## [Exercise description]
What is needed is an exact transcription of every record.

:: Provided records ::

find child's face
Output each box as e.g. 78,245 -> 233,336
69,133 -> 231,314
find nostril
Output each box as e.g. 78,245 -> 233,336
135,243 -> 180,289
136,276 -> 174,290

:::

## [Answer section]
find child's face
Output each box as e.g. 78,245 -> 233,336
69,133 -> 231,314
find nostril
Output each box as e.g. 78,245 -> 233,336
135,243 -> 180,289
136,276 -> 174,290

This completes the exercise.